▼▼▼
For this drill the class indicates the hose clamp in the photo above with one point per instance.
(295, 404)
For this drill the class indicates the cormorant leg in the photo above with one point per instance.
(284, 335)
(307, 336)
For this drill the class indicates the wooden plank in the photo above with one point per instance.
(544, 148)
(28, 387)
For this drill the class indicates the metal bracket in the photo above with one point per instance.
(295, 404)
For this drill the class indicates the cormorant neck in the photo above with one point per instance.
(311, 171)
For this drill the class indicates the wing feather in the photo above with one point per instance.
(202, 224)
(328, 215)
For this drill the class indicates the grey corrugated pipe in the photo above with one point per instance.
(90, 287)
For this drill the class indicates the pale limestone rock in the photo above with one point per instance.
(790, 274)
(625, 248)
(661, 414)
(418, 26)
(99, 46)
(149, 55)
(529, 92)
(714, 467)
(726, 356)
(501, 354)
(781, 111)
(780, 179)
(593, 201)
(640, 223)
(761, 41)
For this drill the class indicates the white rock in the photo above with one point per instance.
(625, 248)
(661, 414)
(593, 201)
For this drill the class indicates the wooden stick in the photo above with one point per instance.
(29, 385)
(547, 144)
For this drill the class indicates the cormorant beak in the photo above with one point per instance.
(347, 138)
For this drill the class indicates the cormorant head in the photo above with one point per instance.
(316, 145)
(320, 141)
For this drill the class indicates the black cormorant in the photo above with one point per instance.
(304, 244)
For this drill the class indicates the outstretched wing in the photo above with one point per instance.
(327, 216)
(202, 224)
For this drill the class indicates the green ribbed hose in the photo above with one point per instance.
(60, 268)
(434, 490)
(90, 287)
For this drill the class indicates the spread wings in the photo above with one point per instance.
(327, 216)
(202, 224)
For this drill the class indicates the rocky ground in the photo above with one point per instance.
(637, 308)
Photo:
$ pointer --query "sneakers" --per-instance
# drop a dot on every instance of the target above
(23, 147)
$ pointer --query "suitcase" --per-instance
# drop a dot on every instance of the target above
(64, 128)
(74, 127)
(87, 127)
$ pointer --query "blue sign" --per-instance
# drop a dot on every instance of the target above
▲▲▲
### What you need to do
Scan the lines above for the word "pointer", then copy each line that has it.

### Task response
$ pointer --query "sneakers" --per-instance
$ pointer --query "suitcase" --per-instance
$ pointer --query "blue sign" --per-instance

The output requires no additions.